- _Required actions_:
1: In the report on the National Front in Alsace, what share of the vote does Le Pen capture in some areas?
2: Carry on the report on the National Front's popularity in Alsace, starting after its last sentence.

- _Quoted passage_:
- Title: FRANCE: NATIONAL FRONT IS SURPRISINGLY POPULAR IN ALSACE
- Date: 19th May 1997
- Summary: SAVERNE AREA, NORTH OF STRASBOURG, FRANCE (MAY 19, 1997) (RTV - ACCESS ALL) 1. GV SAVERNE VALLEY/ VINEYARDS (2 SHOTS) 0.08 BISCHWILLER, FRANCE (MAY 19, 1997) (RTV - ACCESS ALL) 2. LV PEOPLE CYCLING PAST HOTEL/ SV "VINS D'ALSACE" SIGN (2 SHOTS) 0.16 3. LV EXT TOWN HALL/ CU ELECTION POSTERS (2 SHOTS) 0.22 4. LV TURKISH WOMEN LOOKING OUT OF WINDOWS 0.25 STRASBOURG, FRANCE (MAY 19, 1997) (RTV - ACCESS ALL) 5. GV CANAL/ LV PEOPLE WALKING OVER BRIDGE (2 SHOTS) 0.33 6. SLV STRASBOURG'S SOCIALIST MAYOR CATHERINE TRAUTMAN TALKING TO PEOPLE/ SCU TRAUTMAN SPEAKING ABOUT THE NATIONAL FRONT, SAYING: "THERE'S NO DOUBT ABOUT IT. THE NATIONAL FRONT HAS ABUSIVELY TAKEN OVER THE MANTLE OF PROTECTOR OF FRENCH PATRIOTISM SO DEAR TO ALSATIANS" (FRENCH) (2 SHOTS) 1.01 SINGRIST, FRANCE (MAY 19, 1997) (RTV - ACCESS ALL) 7. SV NATIONAL FRONT CANDIDATE YVAN BLOT WALKING THROUGH TOWN, WALKING IN FRONT OF ELECTION POSTERS (2 SHOTS) 1.14 8. SV BLOW SAYING: "PEOPLE ARE LOOKING FOR VALUES OF PATRIOTISM, ORDER, HONESTY IN POLITICS, AND AGAINST CORRUPTION. IMMIGRATION DOES PLAY A ROLE, BECAUSE THERE ARE ALREADY SOME SMALL PROBLEMS" (FRENCH) 1.52 9. SV PERSON REJECTING NATIONAL FRONT LEAFLET 2.02 BISCHWILLER, FRANCE (MAY 19, 1997) (RTV - ACCESS ALL) 10. WIDE OF STREET/ LV SHOP WITH FLAGS OUTSIDE (2 SHOTS) 2.17 11. SCU SHOPOWNER SYLVIE LENZ SAYING: "PEOPLE VOTING FOR LE PEN ARE NOT AGAINST IMMIGRANTS, IT'S JUST THAT THEY HAVE HAD ENOUGH, AND THEY WANT TO KEEP MORE OF THEIR MONEY" (FRENCH) 2.38 12. CU FOUNTAIN/ SLV MAN LOOKING AT ELECTION CAMPAIGN POSTERS (2 SHOTS) 2.49 Initials s3, p3 Script is copyright Reuters Limited. All rights reserved.
- Reuters ID: LVAA0XEF8Q5UI6J6TOHPVPDELPA4
- Location: STRASBOURG, BISCHWILLER, SINGRIST, SAVERNE AREA, FRANCE
- Country: France
- Duration: 00:02:56
- Story Text: INTRO: France's border province of Alsace will be under special scrutiny during the nation-wide voting on Sunday to gauge the surprising popularity of rightist Jean-Marie Le Pen in an area where most towns hardly have a foreign inhabitant.
Le Pen's openly xenophobic National Front (FN) has chalked up its best scores in regions of southern France where there is high unemployment and where communities of North African Arab immigrants are sometimes found in the smallest villages.
There are few Arabs in Alsace, though there is a sizeable Turkish minority in large towns. Unemployment rates are among the lowest in France, but Le Pen nonetheless captures up to a third of votes in some areas, twice his national average.

- _Listed entries_:
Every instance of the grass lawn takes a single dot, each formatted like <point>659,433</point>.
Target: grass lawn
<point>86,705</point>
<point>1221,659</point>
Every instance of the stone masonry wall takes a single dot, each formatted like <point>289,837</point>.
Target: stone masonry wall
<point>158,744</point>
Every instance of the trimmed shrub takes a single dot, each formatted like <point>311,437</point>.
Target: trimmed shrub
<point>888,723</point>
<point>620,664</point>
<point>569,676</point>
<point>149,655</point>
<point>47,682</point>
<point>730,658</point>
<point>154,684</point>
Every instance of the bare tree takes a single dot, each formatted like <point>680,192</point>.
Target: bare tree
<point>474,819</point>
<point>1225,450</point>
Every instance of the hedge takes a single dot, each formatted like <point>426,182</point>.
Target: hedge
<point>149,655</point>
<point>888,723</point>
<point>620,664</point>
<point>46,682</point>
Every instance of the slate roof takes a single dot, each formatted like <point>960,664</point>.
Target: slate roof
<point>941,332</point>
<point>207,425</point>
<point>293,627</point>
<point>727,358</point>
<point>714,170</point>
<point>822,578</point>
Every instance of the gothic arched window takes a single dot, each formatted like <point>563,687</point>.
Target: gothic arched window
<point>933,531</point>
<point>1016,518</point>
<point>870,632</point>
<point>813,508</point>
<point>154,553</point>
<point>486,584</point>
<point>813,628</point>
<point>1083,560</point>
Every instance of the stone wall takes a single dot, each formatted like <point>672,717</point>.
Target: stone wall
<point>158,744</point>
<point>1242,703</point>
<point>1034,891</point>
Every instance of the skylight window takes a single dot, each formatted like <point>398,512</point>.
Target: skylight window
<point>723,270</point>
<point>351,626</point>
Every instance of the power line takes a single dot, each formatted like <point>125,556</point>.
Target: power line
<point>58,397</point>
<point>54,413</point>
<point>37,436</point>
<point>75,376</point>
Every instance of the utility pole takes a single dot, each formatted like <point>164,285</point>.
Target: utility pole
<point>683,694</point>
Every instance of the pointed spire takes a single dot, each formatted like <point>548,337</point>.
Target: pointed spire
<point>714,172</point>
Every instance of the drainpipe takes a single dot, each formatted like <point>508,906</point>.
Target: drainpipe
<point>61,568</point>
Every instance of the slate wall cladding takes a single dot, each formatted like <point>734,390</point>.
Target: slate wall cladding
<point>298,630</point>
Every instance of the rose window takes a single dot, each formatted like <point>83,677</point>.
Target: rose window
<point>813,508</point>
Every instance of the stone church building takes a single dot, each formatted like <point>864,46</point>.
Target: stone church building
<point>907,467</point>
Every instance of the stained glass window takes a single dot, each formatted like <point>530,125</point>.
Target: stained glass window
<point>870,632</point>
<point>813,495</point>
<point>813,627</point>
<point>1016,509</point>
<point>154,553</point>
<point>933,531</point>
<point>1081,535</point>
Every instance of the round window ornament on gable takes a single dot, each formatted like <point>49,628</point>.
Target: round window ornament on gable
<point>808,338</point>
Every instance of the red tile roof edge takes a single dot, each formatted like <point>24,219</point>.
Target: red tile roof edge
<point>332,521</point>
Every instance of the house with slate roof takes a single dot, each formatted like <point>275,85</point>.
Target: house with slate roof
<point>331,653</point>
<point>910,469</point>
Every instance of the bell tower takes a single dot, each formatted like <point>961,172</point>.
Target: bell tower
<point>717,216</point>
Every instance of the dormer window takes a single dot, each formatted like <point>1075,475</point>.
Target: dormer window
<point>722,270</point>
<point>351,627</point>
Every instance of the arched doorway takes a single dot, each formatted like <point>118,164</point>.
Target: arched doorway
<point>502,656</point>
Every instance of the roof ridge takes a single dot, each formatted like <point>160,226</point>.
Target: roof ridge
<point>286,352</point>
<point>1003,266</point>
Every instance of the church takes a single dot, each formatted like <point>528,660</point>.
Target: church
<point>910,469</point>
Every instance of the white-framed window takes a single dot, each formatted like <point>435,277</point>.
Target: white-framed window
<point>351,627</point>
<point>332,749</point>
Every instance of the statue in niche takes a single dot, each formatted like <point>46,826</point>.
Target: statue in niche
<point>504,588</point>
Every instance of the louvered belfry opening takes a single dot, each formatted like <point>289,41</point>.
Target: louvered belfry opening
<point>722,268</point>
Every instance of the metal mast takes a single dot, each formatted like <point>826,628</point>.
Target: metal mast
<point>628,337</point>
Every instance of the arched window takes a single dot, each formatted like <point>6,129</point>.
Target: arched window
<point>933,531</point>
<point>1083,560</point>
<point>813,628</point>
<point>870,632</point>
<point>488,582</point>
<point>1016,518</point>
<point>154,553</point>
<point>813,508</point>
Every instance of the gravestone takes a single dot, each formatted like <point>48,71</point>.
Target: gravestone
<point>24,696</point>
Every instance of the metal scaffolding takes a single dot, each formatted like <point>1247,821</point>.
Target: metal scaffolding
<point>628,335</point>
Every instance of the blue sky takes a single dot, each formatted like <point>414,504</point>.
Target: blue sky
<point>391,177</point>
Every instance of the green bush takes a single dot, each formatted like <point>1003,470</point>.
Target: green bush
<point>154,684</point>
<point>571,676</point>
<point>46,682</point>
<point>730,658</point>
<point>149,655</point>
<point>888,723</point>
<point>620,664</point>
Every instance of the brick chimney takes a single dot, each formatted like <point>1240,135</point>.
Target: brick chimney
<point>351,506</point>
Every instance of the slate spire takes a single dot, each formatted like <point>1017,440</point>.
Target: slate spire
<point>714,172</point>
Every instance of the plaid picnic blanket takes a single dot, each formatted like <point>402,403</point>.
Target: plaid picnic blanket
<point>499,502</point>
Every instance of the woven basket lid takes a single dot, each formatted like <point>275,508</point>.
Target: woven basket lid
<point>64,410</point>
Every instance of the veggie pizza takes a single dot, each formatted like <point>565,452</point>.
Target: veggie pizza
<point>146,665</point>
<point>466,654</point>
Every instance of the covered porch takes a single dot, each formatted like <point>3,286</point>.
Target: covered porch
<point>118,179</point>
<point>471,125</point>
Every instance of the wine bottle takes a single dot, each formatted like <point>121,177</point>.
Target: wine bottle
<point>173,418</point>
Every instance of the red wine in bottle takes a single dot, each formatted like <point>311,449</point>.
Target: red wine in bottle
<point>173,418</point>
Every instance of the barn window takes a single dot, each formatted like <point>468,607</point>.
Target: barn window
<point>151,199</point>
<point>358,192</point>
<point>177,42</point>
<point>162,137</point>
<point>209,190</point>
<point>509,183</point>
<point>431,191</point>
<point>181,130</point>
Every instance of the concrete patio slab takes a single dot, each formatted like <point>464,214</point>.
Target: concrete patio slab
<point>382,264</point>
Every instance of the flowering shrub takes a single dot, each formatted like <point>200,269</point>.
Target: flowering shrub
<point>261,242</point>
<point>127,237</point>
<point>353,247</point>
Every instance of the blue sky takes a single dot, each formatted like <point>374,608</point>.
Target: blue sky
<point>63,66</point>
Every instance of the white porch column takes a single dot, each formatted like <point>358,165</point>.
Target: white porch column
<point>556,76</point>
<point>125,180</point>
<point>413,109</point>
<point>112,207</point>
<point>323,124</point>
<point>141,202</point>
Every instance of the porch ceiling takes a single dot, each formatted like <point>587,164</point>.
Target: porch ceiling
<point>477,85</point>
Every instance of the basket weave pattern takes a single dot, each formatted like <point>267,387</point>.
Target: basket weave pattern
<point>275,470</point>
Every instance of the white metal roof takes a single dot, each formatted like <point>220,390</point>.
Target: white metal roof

- _Answers to each task_:
1: Up to a third of the votes, twice his national average.

2:
Political scientists, who speak of "Alsatian schizophrenia," suspect the explanation may lie in a turbulent history which saw the province, which now has 1.7 million inhabitants, switch hands several times between France and Germany.
"There's no doubt about it. The National Front has abusively taken over the mantle of protector of French patriotism so dear to Alsatians," says Strasbourg's Socialist mayor Catherine Trautman, the FN's nemisis in the area.
The FN's Yvan Blot is not standing directly against Trautman since the party's scores in Strasbourg itself are only around the national average. He is running instead in the Saverne area north of the city, a region of forests and rolling green farmlands dotted with quaint Hansel-and-Gretel like villages.
There are virtually no foreigners in most of the 162 villages in Blot's constituency of 100,000 inhabitants but the FN chalked up nearly 20 percent of the vote here in the last general elections in 1993.
"Immigration is just a side issue here. What really counts is that this is an area where people believe in traditional values," Blot said. "What people want is respectability to become the norm again," says the bespectacled Blot, 48, whose tweedy, conservative look betrays the senior civil servant he was before entering politics.
Critics say people like Blot present a "soft face" to traditional extreme rightist values and that they are headed for a showdown with rivals in the FN, especially Catholic fundamentalists, for Le Pen's eventual succession.
Extremism doesn't go down well in Alsace and Blot tones down the FN's hard-line, including against European unity which is highly popular here, when he meets possible voters.
Most residents politely take the leaflets handed to them, clearly impressed a candidate should take the trouble to go from door-to-door in every single village in his constituency.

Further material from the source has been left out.